*TO BE DONE*. Can you reproduce the records below word for word, from their very first line through the line containing "372 581 L 425", that line included, and nothing beyond it?

*EXERCISE MATERIALS*.
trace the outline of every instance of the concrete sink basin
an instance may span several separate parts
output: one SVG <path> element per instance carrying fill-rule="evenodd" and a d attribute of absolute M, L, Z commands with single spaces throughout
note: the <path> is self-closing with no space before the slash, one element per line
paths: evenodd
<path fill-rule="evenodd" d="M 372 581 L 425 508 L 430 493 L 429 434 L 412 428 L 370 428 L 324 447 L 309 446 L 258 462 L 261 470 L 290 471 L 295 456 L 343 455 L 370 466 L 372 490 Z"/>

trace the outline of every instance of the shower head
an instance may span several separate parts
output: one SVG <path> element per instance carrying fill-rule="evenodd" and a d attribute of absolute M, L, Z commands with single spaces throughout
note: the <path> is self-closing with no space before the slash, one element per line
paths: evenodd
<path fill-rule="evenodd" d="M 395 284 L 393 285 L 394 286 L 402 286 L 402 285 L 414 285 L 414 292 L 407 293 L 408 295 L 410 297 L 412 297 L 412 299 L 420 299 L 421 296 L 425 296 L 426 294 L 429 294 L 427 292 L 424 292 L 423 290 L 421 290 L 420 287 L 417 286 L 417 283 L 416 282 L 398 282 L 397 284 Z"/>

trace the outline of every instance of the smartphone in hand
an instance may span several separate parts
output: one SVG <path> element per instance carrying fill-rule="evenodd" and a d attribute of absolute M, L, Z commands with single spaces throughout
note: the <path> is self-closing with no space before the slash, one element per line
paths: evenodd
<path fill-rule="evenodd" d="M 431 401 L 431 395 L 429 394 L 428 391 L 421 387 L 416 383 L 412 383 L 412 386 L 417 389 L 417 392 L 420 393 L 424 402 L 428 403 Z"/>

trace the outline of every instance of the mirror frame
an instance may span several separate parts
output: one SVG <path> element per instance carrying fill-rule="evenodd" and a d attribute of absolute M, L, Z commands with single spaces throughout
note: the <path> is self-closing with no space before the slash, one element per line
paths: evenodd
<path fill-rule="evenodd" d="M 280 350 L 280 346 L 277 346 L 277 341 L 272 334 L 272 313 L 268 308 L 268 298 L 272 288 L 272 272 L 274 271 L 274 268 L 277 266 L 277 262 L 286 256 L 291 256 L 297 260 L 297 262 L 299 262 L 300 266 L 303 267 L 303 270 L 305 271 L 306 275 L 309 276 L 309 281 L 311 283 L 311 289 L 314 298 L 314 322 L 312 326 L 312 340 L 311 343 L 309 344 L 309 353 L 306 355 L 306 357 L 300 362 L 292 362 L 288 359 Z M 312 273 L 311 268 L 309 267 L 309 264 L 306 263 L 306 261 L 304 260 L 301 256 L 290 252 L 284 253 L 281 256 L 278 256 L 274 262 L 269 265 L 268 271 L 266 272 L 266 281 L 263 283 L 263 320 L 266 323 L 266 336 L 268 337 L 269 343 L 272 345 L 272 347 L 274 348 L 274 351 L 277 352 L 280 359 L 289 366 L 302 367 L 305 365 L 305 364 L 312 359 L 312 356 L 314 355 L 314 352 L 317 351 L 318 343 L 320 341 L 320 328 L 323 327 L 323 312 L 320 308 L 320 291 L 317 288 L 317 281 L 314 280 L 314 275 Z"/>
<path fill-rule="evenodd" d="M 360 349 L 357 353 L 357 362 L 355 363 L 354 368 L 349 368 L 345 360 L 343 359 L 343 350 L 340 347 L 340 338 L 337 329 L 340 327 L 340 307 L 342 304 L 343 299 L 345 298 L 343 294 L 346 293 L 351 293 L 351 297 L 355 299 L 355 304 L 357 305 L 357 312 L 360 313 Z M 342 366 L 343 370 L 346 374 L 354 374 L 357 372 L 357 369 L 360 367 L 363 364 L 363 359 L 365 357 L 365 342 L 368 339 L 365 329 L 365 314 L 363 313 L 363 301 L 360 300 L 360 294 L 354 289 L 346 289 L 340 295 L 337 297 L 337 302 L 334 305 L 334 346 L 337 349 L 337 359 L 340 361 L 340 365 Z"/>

*SOLUTION*.
trace the outline of every instance of the concrete sink basin
an instance may span several separate parts
output: one SVG <path> element per instance carrying fill-rule="evenodd" and a d attribute of absolute M, L, Z commands with single spaces throughout
note: the <path> is self-closing with no space before the slash, one element per line
paths: evenodd
<path fill-rule="evenodd" d="M 372 581 L 425 508 L 430 493 L 429 434 L 412 428 L 370 428 L 324 447 L 309 446 L 258 462 L 261 470 L 290 471 L 295 456 L 343 455 L 370 466 L 372 490 Z"/>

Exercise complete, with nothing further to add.